* **OBJECTIVE**:
Output all of the records exactly as written.

* **GIVEN INFORMATION**:
——————
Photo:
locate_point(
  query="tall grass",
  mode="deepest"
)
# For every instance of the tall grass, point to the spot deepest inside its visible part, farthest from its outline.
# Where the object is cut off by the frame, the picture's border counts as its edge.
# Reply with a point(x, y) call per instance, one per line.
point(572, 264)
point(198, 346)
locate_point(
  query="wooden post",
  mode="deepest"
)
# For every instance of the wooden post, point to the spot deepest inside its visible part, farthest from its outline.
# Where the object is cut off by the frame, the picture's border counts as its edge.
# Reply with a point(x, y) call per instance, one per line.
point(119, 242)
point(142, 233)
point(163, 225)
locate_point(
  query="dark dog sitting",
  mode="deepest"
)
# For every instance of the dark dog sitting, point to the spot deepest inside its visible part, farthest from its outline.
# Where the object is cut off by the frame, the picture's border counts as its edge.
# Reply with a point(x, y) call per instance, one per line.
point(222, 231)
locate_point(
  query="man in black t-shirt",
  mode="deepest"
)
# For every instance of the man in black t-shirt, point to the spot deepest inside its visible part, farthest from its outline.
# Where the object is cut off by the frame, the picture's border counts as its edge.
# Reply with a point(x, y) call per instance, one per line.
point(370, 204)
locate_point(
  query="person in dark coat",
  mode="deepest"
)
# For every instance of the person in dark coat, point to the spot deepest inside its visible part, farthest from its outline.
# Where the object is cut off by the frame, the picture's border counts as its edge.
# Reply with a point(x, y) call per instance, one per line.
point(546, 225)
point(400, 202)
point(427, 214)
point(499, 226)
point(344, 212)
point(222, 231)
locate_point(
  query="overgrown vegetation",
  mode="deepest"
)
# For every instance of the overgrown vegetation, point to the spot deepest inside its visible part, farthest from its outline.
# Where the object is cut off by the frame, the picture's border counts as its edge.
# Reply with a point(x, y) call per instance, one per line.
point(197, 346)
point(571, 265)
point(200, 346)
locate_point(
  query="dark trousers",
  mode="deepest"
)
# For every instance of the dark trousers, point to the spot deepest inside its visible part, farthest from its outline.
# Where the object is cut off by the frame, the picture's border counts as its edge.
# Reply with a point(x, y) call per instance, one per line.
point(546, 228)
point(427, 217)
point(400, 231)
——————
* **SOLVED PROBLEM**:
Photo:
locate_point(
  query="tall grass",
  mode="deepest"
)
# For every instance of the tall grass, point to the spot deepest inside its visible part, farthest from its outline.
# Where the object is cut off by the frame, the picture's border counts as its edge.
# Reply with a point(x, y) call per instance, one per line.
point(572, 264)
point(198, 346)
locate_point(
  query="wooden post",
  mode="deepest"
)
# For every instance of the wooden post, point to the spot deepest inside its visible part, farthest from its outline.
# Where the object is cut off by the frame, the picture's border counts as its edge.
# Reply with a point(x, y) call per instance, one per line.
point(119, 242)
point(142, 233)
point(163, 225)
locate_point(
  query="dark dog sitting",
  mode="deepest"
)
# For every instance of the dark dog sitting, point to the spot deepest inside its visible part, farthest from its outline.
# Where the object is cut off by the frame, the picture's border counts as its edge.
# Reply with a point(x, y) call per instance, one per line.
point(222, 231)
locate_point(
  query="man in black t-shirt",
  mode="deepest"
)
# For every instance of the man in black t-shirt, point to the spot deepest inside its visible part, farthest from its outline.
# Where the object is cut off by the frame, the picture's border counts as its edge.
# Reply with a point(x, y) call per instance, one per line.
point(370, 204)
locate_point(
  query="person in dark coat",
  mode="deepest"
)
# For every instance of the person in dark coat, point to the spot deepest inside its visible part, farthest from its outline.
# Where the object is cut off by the frame, the picture's border counts as its edge.
# Reply with a point(x, y) call per instance, one per line.
point(546, 225)
point(400, 202)
point(427, 214)
point(499, 226)
point(344, 212)
point(222, 231)
locate_point(
  query="overgrown vegetation",
  mode="deepest"
)
# For every instance of the overgrown vegetation, point to the spot deepest inside its visible part, farthest from its outline.
# Where the object is cut off by the frame, the picture's border counts as its edge.
# Reply with a point(x, y) call per instance, one per line.
point(197, 346)
point(571, 265)
point(200, 346)
locate_point(
  query="dark trousers",
  mode="deepest"
)
# For every instance of the dark trousers, point to the spot deepest inside its visible part, farthest from its outline.
# Where the object is cut off by the frame, the picture's border counts as its edge.
# Reply with a point(x, y) call per instance, one per line.
point(546, 228)
point(427, 217)
point(400, 231)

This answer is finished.